------ Given entries

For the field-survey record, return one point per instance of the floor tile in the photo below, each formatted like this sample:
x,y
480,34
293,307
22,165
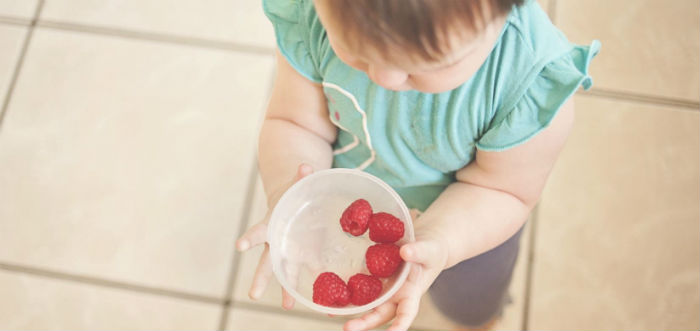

------------

* [Your goal] The records above are to be copied exactly, with no pictures carried over.

* [Expected answer]
For the field-survey record, return one point per instance of the floor tile in the photo below, each formatted like this sample:
x,y
480,34
293,307
22,165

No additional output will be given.